TASK PROMPT -
What lines of the data below hold "plastic"? Show them.

Saved entries -
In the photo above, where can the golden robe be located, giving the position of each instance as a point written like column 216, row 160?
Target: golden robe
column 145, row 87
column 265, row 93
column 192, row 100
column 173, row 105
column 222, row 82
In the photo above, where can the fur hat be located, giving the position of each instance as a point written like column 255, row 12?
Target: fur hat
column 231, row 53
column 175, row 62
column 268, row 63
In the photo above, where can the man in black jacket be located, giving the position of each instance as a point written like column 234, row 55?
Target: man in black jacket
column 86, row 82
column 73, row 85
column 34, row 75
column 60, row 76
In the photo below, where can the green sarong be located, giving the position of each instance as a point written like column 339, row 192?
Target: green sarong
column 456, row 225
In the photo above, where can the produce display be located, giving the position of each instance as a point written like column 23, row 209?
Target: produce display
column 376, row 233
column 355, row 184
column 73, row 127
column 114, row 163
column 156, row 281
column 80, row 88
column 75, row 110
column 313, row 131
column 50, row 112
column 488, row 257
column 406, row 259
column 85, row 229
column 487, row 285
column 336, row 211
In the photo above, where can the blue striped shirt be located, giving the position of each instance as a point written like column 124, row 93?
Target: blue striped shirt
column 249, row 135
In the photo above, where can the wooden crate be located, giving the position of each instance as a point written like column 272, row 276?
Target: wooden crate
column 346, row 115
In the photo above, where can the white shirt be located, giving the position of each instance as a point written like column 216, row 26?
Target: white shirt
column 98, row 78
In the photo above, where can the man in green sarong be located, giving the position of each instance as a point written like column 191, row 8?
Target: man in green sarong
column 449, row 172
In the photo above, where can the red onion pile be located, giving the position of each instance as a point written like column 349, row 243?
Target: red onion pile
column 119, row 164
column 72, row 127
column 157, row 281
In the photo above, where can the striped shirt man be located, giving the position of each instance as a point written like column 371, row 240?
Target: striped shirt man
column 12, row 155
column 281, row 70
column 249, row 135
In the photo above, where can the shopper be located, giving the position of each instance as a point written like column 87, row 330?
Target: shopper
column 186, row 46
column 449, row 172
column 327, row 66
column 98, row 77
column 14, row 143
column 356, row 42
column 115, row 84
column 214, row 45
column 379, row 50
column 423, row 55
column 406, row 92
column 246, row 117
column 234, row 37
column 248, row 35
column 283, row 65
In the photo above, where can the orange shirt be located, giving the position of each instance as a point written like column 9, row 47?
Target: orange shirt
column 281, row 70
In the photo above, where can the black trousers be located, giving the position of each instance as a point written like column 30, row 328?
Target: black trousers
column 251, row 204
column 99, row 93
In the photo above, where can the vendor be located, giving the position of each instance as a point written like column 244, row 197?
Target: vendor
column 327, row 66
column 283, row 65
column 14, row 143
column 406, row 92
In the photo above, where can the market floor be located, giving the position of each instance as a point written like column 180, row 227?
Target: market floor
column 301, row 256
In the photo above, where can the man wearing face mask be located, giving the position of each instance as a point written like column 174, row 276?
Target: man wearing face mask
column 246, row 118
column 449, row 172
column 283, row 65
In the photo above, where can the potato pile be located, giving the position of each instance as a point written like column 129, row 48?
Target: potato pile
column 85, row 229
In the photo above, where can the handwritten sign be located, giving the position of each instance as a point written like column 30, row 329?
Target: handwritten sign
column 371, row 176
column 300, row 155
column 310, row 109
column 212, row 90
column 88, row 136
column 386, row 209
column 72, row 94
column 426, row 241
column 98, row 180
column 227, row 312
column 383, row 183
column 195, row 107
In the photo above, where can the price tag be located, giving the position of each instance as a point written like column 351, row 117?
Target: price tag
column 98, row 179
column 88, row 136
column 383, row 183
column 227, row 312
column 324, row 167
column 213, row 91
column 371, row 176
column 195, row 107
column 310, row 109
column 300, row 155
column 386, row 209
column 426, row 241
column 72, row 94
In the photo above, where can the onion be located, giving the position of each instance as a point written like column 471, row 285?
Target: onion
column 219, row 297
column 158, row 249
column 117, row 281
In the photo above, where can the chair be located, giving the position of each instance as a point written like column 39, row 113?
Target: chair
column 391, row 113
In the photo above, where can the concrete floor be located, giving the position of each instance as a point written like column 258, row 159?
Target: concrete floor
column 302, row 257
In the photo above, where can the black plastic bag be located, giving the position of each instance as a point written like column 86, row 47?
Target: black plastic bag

RESPONSE BOX -
In the photo above, where can the black plastic bag be located, giving the position of each instance as a point written like column 86, row 47?
Target: black plastic bag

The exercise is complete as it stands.